[Begin Passage provided]
Donald Sterling Son Dead: Scott Sterling Died Last Year; His Friend Says Clippers Owner is ‘Reason Why’

Donald Sterling Son Dead: Scott Sterling Died Last Year; His Friend Says Clippers Owner is ‘Reason Why’
In this Dec. 19, 2010, file photo, Los Angeles Clippers owner Donald Sterling, third right, sits with V. Stiviano, left, as they watch the Clippers play the Los Angeles Lakers during an NBA preseason basketball game in Los Angeles. NBA commissioner Adam Silver announced Tuesday, April 29, 2014, that he is banning the owner for life from the Clippers organization over racist comments in recording. AP Photo/Danny Moloshok, File
Jack Phillips
Updated:

Donald Sterling’s son Scott Sterling, who died last year, has been the subject of a few reports over the past couple of days following the Los Angeles Clippers owner’s ban from the NBA

According to a report from the Daily Mail, a friend of Scott Sterling--who reportedly died of a drug overdose in Malibu--claims that Donald Sterling “is a violent bully.”

Scott’s lifelong best friend, Phillip Scheid, said in an interview on Wednesday that Donald Sterling has always been a “racist.”

“His racism has been going on for years, everyone knew about it,” he told the paper. “Just look at his house, it’s like an old colonial house just like a white master would have in the Deep South. On his dining room table, he had a buzzer he could push with his foot so the servant could come out every time he pressed it.” He said that Sterling’s servants were usually Latino.
[End Passage provided]
[Begin Records supplied]
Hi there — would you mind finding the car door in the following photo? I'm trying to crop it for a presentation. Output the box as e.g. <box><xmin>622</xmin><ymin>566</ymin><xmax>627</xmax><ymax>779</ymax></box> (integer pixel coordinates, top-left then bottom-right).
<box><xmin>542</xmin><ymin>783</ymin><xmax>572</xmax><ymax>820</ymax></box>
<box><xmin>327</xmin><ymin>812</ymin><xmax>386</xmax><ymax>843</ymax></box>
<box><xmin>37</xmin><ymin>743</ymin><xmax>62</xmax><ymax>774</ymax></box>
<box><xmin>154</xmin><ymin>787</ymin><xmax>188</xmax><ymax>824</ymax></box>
[End Records supplied]
Set exercise 1
According to the article on Donald Sterling's son, why did NBA commissioner Adam Silver ban the Clippers owner for life?
Set exercise 2
Quote every line of the object detection listing word for word, from the opening line through the last box.

Full output 1
Silver banned Donald Sterling for life from the Clippers organization because of racist comments in a recording.

Full output 2
Hi there — would you mind finding the car door in the following photo? I'm trying to crop it for a presentation. Output the box as e.g. <box><xmin>622</xmin><ymin>566</ymin><xmax>627</xmax><ymax>779</ymax></box> (integer pixel coordinates, top-left then bottom-right).
<box><xmin>542</xmin><ymin>783</ymin><xmax>572</xmax><ymax>820</ymax></box>
<box><xmin>327</xmin><ymin>812</ymin><xmax>386</xmax><ymax>843</ymax></box>
<box><xmin>37</xmin><ymin>743</ymin><xmax>62</xmax><ymax>774</ymax></box>
<box><xmin>154</xmin><ymin>787</ymin><xmax>188</xmax><ymax>824</ymax></box>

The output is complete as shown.